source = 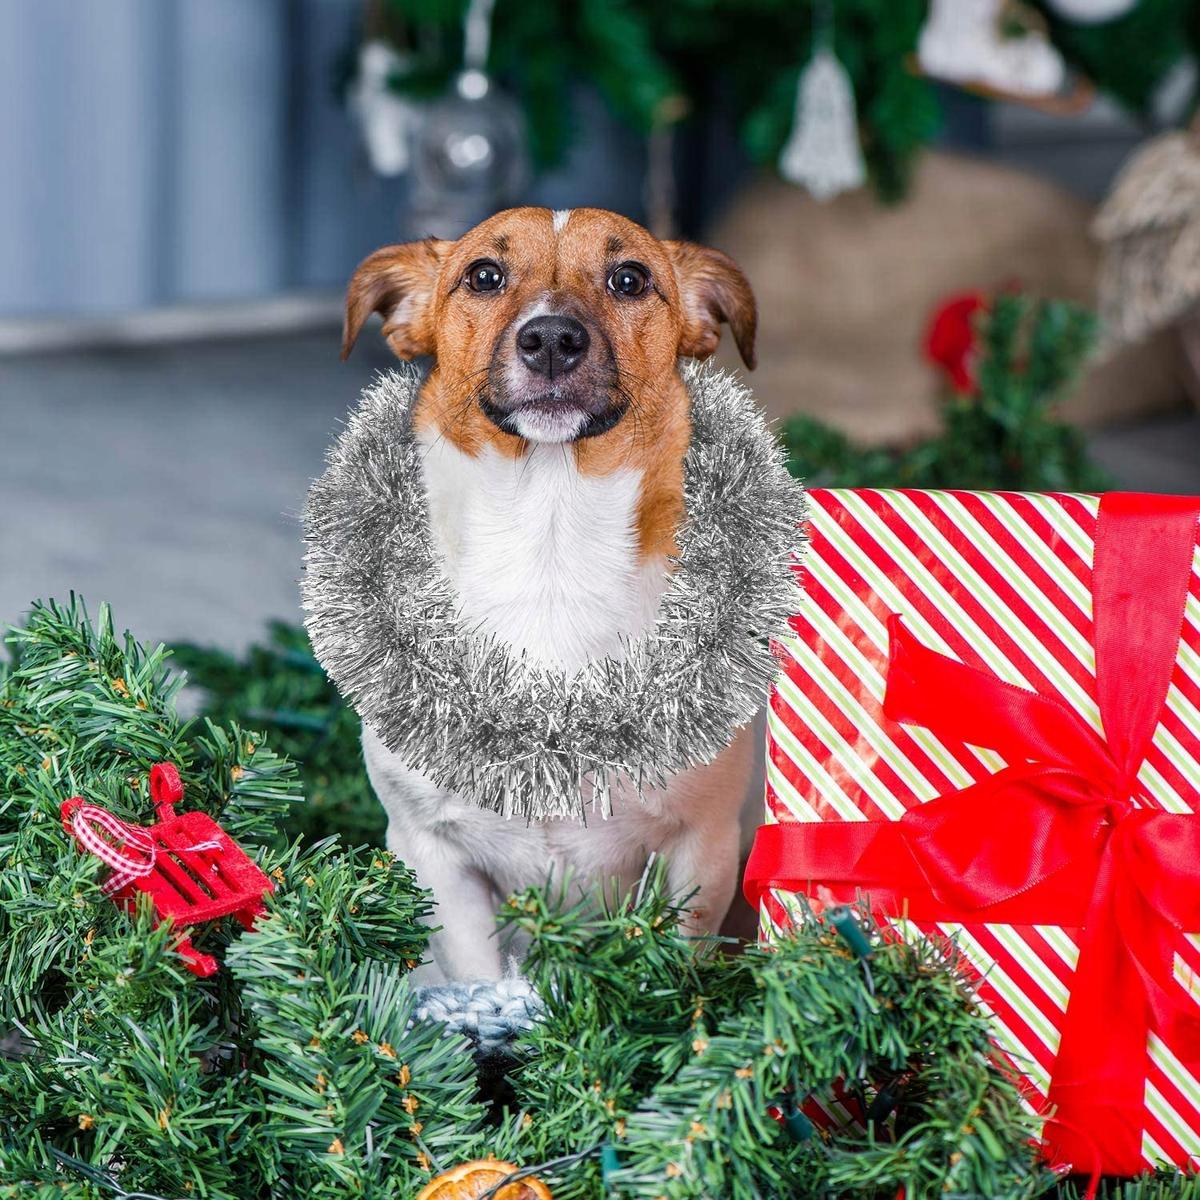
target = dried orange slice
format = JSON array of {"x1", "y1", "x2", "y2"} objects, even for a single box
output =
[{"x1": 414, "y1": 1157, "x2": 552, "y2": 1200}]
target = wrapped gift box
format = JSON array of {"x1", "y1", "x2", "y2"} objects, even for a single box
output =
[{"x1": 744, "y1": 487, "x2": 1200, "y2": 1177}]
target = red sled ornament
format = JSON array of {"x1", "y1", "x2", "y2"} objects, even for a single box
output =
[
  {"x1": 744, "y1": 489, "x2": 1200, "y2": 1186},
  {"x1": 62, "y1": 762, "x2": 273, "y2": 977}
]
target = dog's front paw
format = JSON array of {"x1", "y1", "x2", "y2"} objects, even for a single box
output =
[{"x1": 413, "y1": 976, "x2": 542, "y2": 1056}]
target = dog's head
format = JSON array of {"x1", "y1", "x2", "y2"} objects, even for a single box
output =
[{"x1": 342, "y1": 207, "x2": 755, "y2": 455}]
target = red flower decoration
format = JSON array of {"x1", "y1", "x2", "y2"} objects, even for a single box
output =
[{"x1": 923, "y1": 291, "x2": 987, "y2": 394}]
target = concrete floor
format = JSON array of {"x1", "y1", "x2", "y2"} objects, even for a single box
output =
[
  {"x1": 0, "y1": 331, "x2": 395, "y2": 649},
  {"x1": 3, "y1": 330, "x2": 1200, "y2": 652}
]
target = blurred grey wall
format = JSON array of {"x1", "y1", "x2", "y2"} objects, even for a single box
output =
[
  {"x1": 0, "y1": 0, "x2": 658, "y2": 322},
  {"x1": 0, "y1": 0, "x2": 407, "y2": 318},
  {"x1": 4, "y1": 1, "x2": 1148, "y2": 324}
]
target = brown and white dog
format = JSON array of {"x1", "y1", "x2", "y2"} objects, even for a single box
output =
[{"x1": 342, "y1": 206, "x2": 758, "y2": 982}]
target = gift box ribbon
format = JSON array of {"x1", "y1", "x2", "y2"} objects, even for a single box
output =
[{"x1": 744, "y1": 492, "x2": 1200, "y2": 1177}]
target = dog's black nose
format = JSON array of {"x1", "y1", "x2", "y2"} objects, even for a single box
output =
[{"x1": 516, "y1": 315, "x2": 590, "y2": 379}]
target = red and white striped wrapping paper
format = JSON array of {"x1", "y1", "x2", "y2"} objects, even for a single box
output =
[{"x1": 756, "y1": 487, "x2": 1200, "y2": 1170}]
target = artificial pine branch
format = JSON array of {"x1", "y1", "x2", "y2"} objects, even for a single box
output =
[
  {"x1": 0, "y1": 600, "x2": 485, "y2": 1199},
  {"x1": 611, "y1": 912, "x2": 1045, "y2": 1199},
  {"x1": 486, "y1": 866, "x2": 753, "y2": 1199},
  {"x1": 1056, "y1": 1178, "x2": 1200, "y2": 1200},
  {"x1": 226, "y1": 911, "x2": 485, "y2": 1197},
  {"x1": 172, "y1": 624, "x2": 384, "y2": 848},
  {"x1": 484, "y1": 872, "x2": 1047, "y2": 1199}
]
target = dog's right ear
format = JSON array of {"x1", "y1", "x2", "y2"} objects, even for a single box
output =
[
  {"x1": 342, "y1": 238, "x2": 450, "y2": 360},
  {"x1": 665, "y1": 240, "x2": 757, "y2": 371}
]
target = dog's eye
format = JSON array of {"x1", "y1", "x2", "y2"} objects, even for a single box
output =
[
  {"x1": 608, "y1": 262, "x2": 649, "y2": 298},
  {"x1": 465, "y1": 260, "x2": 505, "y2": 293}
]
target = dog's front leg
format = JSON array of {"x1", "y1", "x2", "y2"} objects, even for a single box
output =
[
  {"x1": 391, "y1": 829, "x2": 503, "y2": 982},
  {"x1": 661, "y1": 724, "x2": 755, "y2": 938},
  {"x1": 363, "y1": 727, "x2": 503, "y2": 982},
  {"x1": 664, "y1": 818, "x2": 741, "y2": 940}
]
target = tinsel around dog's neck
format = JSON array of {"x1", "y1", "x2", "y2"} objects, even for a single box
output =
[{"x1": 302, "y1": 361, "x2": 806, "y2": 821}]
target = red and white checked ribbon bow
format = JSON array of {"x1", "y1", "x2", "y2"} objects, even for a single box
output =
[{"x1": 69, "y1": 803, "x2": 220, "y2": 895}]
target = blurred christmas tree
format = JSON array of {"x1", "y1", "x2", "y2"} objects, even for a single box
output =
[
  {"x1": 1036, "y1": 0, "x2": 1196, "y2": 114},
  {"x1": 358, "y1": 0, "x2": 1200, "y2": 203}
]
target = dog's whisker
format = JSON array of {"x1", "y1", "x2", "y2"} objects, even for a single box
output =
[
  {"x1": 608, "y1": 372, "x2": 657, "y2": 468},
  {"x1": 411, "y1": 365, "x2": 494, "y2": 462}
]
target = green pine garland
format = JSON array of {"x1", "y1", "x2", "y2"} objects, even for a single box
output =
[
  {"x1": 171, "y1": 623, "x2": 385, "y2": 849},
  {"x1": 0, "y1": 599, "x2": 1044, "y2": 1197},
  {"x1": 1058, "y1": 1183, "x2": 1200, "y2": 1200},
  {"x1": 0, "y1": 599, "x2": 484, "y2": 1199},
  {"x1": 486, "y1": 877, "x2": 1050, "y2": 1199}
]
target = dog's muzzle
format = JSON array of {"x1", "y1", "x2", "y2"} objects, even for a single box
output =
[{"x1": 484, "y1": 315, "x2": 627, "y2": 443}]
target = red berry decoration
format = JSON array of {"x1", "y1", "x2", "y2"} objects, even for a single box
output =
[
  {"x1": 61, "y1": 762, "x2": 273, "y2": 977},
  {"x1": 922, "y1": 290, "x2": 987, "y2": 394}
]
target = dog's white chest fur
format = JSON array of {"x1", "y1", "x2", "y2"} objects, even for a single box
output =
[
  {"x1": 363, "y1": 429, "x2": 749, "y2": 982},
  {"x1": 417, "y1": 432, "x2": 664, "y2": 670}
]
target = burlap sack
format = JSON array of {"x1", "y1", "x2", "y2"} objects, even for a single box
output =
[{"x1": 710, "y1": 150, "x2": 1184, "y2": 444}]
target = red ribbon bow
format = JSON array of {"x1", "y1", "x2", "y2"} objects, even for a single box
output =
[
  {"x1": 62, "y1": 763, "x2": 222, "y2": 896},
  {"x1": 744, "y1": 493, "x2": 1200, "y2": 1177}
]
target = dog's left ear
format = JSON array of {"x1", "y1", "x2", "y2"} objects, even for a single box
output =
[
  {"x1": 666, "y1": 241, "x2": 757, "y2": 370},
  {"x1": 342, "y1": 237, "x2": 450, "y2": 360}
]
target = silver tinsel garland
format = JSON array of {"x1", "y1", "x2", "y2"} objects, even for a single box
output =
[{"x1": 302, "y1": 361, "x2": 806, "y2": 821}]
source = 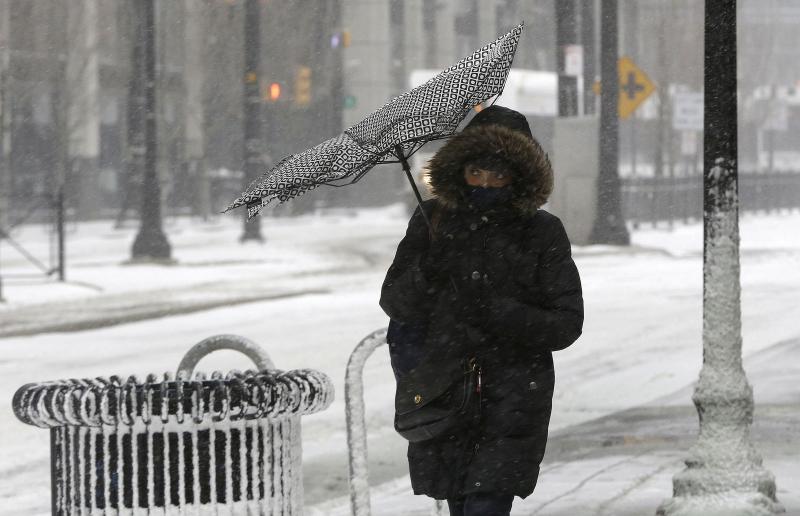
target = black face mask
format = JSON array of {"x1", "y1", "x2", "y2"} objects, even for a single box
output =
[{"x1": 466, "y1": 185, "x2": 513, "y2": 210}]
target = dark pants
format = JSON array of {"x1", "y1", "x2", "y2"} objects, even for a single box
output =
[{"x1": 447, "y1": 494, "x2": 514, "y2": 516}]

How to complete this task: Wherever the word "ribbon" appears in the records above, copy that line.

Expected answer:
target = gift box ribbon
target = red and white checked ribbon bow
target = red ribbon bow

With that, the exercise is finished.